Activity A:
Duplicate the portion of the passage about Singh between "In December 1909, Singh" and "a wandering monk.", inclusive.
Activity B:
Answer these questions using the passage about Singh:
(i) In what year did Singh formally resign from the Anglican ministry?
(ii) How old was the hermit that Singh said he found in a mountain cave?
(iii) How many days after being thrown into the well at Rasar was Singh rescued?

(Text segment begins)

In December 1909, Singh began training for Christian ministry at the Anglican college in Lahore and received ordination as a priest. As a priest, Singh was told to discard his sadhu's robe and wear "respectable" European clerical dress, use Western liturgies for worship, sing English hymns and not preach outside his parish. This lack of indiginization and appreciation for Eastern culture led Singh to formally resign from the Anglican ministry in 1910 and return to his life as a wandering monk.
Stories from those years are astonishing and sometimes incredible and full of miracles which helped in conversion. Indeed, there were those who insisted that they were mystical rather than real happenings. That first year, 1912, he returned with an extraordinary account of finding a three-hundred-year-old hermit in a mountain cave—the Maharishi of Kailas, with whom he spent some weeks in deep fellowship.
According to Singh, in a town called Rasar he had been thrown into a dry well full of bones and rotting flesh and left to die, but three days later he was rescued.

(Text segment ends)
(Recorded data begins)

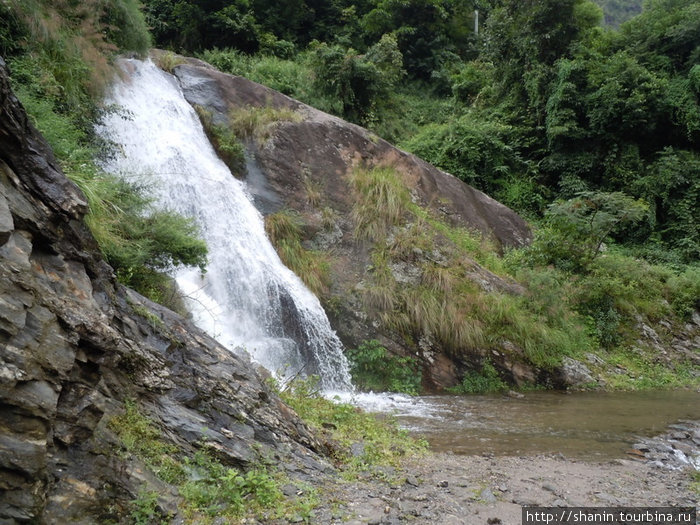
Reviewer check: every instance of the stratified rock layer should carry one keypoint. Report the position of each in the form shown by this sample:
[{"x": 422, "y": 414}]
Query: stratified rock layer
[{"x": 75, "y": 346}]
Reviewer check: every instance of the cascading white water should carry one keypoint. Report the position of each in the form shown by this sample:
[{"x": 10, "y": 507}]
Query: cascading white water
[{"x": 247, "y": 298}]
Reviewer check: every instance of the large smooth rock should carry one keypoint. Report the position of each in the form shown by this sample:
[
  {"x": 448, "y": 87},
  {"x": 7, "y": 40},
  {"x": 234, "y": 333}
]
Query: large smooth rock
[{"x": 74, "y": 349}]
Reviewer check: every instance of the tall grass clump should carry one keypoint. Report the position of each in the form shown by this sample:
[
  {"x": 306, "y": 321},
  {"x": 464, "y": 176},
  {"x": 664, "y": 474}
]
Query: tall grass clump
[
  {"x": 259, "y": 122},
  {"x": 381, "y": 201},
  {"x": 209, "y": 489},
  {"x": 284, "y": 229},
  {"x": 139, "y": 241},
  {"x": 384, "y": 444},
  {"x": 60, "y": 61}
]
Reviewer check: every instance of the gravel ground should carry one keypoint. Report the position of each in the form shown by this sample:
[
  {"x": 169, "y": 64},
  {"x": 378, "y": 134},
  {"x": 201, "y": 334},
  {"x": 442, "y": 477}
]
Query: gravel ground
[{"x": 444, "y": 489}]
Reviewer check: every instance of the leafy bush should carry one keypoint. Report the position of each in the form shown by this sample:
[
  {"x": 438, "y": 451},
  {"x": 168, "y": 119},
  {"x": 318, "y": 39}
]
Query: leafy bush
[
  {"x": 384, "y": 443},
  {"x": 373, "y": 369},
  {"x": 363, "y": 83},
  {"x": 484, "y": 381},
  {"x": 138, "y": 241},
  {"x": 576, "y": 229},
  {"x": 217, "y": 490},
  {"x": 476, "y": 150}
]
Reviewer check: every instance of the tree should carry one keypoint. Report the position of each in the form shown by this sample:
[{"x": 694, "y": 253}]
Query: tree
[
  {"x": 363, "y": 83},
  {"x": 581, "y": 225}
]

(Recorded data ends)
(Recorded data begins)

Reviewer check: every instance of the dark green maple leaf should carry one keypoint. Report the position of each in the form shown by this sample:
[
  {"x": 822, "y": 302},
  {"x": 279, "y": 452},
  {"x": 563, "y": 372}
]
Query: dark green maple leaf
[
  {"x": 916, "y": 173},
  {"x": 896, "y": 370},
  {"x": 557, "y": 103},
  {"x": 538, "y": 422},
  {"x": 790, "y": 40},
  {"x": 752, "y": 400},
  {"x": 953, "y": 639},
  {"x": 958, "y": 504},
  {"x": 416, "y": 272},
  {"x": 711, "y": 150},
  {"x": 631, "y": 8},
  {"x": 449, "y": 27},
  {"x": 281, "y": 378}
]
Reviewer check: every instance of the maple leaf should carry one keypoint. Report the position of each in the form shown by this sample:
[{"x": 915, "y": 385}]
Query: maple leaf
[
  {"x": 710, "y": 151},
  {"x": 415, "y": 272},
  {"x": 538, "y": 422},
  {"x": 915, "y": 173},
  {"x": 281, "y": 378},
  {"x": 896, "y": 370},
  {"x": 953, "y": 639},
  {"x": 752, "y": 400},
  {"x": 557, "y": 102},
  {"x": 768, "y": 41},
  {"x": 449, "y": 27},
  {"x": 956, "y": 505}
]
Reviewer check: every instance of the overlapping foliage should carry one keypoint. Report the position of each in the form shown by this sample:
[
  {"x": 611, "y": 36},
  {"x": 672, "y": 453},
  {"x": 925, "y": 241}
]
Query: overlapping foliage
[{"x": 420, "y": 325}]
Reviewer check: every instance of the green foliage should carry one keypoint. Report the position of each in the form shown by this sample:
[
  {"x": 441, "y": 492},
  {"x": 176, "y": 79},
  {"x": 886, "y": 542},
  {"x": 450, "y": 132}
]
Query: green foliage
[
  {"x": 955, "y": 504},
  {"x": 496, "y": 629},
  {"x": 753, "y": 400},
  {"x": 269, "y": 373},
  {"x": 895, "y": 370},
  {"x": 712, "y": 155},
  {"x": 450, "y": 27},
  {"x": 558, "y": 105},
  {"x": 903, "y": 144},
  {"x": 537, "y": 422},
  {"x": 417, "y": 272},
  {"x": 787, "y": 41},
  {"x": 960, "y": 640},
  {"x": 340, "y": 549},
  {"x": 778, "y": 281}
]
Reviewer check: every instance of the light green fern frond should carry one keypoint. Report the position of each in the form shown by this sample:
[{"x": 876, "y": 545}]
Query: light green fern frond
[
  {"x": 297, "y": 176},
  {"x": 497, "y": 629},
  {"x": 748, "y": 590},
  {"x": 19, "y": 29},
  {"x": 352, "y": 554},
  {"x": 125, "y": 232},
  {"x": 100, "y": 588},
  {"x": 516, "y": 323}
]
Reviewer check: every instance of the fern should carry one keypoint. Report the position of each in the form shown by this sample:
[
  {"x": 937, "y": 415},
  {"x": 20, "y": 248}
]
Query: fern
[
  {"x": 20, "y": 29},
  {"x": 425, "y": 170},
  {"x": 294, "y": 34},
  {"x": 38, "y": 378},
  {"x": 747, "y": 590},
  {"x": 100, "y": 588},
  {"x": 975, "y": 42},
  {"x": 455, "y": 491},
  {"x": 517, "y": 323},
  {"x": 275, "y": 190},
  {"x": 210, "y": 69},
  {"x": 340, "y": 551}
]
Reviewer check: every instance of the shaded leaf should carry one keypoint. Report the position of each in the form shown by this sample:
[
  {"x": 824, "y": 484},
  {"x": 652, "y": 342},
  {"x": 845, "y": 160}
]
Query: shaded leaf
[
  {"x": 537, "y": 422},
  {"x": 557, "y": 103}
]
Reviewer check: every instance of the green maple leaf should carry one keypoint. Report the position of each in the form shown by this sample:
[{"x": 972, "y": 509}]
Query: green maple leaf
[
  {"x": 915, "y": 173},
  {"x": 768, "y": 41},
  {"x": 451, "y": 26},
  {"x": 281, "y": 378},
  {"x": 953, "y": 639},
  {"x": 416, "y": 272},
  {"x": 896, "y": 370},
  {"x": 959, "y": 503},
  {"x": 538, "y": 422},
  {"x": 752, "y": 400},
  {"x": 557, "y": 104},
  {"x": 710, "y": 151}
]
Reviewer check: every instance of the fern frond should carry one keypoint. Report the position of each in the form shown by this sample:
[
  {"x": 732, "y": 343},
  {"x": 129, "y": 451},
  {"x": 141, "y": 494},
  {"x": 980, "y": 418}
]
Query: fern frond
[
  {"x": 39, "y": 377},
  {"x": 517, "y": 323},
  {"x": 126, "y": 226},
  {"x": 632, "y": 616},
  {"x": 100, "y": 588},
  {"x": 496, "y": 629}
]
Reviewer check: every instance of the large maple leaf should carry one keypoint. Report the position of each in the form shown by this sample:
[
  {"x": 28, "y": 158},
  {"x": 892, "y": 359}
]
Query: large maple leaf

(Recorded data ends)

Expected output A:
In December 1909, Singh began training for Christian ministry at the Anglican college in Lahore and received ordination as a priest. As a priest, Singh was told to discard his sadhu's robe and wear "respectable" European clerical dress, use Western liturgies for worship, sing English hymns and not preach outside his parish. This lack of indiginization and appreciation for Eastern culture led Singh to formally resign from the Anglican ministry in 1910 and return to his life as a wandering monk.

Expected output B:
(i) 1910
(ii) Three hundred years old
(iii) Three days